[Dataset items]
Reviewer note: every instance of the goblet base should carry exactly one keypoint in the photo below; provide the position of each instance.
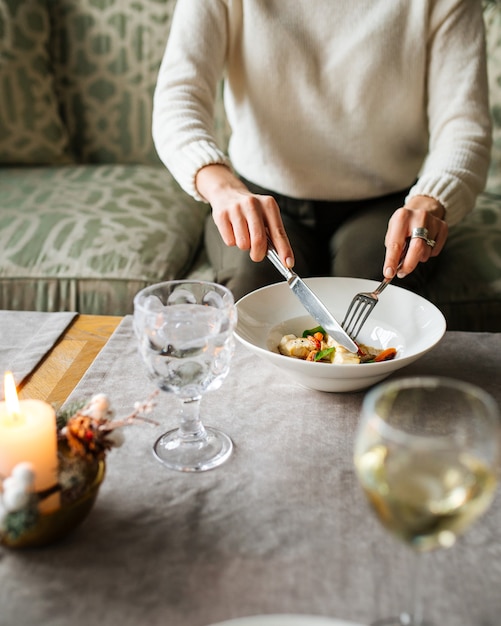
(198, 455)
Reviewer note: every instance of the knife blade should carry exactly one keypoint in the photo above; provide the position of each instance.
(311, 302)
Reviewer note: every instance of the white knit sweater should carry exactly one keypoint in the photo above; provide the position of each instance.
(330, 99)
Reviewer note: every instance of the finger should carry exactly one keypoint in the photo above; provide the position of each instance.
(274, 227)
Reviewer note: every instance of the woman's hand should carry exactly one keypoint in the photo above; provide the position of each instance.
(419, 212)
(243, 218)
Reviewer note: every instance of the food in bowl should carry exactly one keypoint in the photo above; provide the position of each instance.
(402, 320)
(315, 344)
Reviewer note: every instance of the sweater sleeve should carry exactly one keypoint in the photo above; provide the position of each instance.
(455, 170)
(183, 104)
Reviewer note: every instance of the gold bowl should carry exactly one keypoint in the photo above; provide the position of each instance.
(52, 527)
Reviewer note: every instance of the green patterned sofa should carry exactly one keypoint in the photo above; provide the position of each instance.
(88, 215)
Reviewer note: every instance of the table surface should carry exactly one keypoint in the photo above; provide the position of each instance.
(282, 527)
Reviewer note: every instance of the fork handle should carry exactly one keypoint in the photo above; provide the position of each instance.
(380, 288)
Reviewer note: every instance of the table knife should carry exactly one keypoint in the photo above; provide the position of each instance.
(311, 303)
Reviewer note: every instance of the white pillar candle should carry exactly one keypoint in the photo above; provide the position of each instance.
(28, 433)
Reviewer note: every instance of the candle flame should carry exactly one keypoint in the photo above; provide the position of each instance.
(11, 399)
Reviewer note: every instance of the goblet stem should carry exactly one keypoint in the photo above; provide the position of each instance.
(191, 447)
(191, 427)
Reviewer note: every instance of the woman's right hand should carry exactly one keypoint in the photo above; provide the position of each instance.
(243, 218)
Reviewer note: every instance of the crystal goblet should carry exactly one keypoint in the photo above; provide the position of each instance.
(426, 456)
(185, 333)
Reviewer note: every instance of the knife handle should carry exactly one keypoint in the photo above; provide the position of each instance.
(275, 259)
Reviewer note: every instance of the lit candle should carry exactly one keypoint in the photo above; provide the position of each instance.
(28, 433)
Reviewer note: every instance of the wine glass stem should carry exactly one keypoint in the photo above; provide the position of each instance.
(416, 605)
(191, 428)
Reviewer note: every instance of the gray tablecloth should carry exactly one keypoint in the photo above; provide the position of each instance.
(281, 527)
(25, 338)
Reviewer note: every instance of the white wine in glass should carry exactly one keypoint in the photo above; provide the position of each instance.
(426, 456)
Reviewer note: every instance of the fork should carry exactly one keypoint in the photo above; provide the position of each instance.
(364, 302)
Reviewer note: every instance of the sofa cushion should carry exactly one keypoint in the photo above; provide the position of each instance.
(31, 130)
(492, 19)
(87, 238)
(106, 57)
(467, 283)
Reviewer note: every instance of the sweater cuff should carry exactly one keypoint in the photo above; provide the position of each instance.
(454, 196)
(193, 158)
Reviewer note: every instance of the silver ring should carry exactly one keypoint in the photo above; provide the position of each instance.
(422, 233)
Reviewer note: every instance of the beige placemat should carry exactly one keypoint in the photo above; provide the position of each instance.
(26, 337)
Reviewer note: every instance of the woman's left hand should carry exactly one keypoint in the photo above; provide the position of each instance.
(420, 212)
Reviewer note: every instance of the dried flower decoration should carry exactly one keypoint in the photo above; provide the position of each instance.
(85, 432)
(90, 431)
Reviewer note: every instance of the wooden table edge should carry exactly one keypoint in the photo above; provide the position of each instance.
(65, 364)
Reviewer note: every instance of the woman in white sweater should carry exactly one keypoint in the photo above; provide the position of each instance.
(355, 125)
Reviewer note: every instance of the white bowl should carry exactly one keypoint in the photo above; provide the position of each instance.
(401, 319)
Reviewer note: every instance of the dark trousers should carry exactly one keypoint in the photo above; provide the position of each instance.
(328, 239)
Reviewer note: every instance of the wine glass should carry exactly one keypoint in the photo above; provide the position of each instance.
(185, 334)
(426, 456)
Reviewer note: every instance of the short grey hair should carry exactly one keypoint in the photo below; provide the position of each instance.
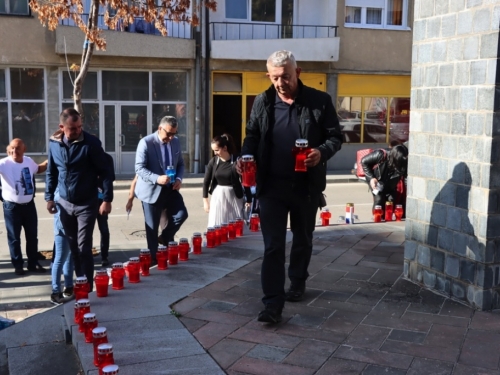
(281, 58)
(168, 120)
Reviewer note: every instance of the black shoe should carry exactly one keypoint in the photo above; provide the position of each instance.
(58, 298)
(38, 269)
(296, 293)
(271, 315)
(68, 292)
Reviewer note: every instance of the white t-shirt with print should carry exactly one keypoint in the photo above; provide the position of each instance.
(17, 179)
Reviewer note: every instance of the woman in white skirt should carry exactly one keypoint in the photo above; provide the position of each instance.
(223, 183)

▶ What you are asked to do
If the records contain pictures, skip them, and transcribe exactly every line from the one with "Reviewer note: every instance of the white bowl" through the last line.

▶ Solution to this exercise
Reviewer note: every instance of the white bowl should carry exactly one keypoint in the photo above; provide the position of each instance.
(401, 319)
Reviewer note: every instance of the dark trousers should carry exactly one keypoint in the photo above; provide the position of each instance.
(328, 239)
Reviewer note: every instance of the wine glass should carry exactly one keypoint in the photo above; provide the position of each instance.
(185, 334)
(426, 456)
Reviewer note: every instance of the short grey hair should carry exactly one keypoint in the photo below; provide the position of each instance.
(281, 58)
(168, 120)
Reviewer note: every instance of the black shoe should carry exactly one keypoint in the photo above; provide the position of each instance.
(58, 298)
(38, 269)
(296, 293)
(271, 315)
(68, 292)
Reviewer note: every instance of the white t-shirt with print should carry exactly one keypoint in the photo above; provide the position of each instance.
(17, 179)
Reviewer note: every instance of the woman in white skirt should carry exactly one keypoint in the photo above; provide the position of each instance.
(223, 183)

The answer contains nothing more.